>> Begin Data for the task
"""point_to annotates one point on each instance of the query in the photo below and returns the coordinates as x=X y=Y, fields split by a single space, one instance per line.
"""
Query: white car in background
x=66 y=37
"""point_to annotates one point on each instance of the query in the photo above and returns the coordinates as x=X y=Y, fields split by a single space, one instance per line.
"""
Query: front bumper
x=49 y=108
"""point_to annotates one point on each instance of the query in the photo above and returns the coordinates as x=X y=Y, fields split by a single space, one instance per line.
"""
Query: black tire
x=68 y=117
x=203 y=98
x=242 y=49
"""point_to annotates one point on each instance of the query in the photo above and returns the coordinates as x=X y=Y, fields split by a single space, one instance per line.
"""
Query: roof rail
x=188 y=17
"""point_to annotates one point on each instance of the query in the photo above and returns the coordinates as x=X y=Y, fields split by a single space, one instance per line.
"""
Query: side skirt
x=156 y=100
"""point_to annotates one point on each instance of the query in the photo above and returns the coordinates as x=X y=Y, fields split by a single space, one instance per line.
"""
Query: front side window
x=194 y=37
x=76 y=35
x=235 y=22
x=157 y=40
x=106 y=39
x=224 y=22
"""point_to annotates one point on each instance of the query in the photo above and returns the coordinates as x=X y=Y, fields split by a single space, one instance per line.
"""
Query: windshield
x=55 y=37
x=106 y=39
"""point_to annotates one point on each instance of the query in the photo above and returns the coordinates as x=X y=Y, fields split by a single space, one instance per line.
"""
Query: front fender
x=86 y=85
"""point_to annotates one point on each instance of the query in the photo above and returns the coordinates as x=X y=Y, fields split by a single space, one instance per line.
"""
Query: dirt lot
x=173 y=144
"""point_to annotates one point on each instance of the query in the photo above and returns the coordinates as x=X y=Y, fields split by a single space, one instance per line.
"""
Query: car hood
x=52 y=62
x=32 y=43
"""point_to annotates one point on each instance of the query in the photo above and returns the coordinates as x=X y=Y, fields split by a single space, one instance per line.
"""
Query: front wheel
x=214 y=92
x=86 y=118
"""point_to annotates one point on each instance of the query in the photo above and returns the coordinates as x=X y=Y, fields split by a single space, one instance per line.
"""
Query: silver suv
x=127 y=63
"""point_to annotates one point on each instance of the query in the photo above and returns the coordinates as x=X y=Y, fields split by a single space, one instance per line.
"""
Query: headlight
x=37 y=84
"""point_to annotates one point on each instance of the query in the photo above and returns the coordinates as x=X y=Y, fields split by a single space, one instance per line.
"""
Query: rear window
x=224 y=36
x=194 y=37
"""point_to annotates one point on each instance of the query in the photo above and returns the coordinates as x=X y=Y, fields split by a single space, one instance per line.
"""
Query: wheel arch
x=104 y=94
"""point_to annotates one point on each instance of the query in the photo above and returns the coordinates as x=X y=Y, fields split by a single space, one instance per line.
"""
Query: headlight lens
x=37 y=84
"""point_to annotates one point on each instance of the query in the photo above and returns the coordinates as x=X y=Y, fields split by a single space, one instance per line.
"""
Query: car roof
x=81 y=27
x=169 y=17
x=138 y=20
>> End Data for the task
[Work to be completed]
Set every line of the listing down word for word.

[Finished exercise]
"""point_to annotates one point on each instance of the query in the photo below and returns the coordinates as x=X y=Y, fields split by a single space, one instance per line.
"""
Query: white car in background
x=66 y=37
"""point_to annotates one point on each instance of the query in the photo above and returns the coordinates as x=X y=Y, fields split by a single space, one instance per line.
"""
Query: front bumper
x=49 y=108
"""point_to annotates one point on each instance of the query in the photo above and returns the coordinates as x=X y=Y, fields split by a single space, one instance per line.
"""
Query: black tire
x=68 y=117
x=203 y=98
x=242 y=49
"""point_to annotates one point on each instance of the query in the photo above and returns the coordinates as x=X y=Y, fields split by a single space, one instance per line.
"""
Query: roof rail
x=188 y=17
"""point_to annotates one point on each instance of the query in the photo above and returns the coordinates as x=X y=Y, fields split by a single space, one instance per line.
"""
Query: side skirt
x=156 y=100
"""point_to annotates one point on each instance of the query in the photo above and returns the coordinates as x=X y=Y, fields split by a single space, one instance per line.
"""
Query: front side window
x=194 y=37
x=76 y=35
x=235 y=22
x=157 y=40
x=106 y=39
x=224 y=22
"""point_to annotates one point on each instance of the query in the photo above and returns the coordinates as x=X y=Y, fields split by a single space, one instance per line.
"""
Query: windshield
x=55 y=37
x=106 y=39
"""point_to annotates one point on each instance of the query in the photo above and returns the coordinates as x=X y=Y, fields split by a single space, one instance per line.
"""
Query: front fender
x=86 y=85
"""point_to annotates one point on each instance of the query in the photo above and returns the coordinates as x=X y=Y, fields split by a single space, one instance per line.
"""
Query: dirt lot
x=173 y=144
"""point_to annotates one point on each instance of the query in the photo above and returns the coordinates as x=X y=Y, fields split by a single space, one instance per line.
"""
Query: car hood
x=52 y=62
x=32 y=43
"""point_to annotates one point on each instance of the query in the photo above and returns the coordinates as x=X y=Y, fields split by a single space, one instance per line.
"""
Query: front wheel
x=214 y=92
x=86 y=118
"""point_to annotates one point on each instance of the query in the photo above and returns the coordinates as x=X y=Y, fields split by a single space, one instance per line.
"""
Query: silver suv
x=127 y=63
"""point_to annotates one point on each instance of the query in the photo above and returns the coordinates as x=X y=Y, fields split by a single space, one instance per line.
"""
Query: headlight
x=37 y=84
"""point_to annotates one point on each instance of the query in the photo above and returns the coordinates as x=X y=Y, fields split by a single space, one instance per line.
"""
Query: rear window
x=224 y=36
x=194 y=37
"""point_to annotates one point on each instance of the query in the photo above and returns the coordinates as x=X y=Y, fields split by a single space, one instance per line.
"""
Query: wheel arch
x=104 y=94
"""point_to annotates one point on each instance of the query in the photo above and returns the coordinates as x=X y=Y, fields split by a single space, one instance per line.
"""
Query: headlight lens
x=37 y=84
"""point_to annotates one point on each instance of the query in the photo above and returns the coordinates as x=X y=Y, fields split by a single space, one instance per line.
"""
Query: car roof
x=81 y=27
x=169 y=17
x=138 y=20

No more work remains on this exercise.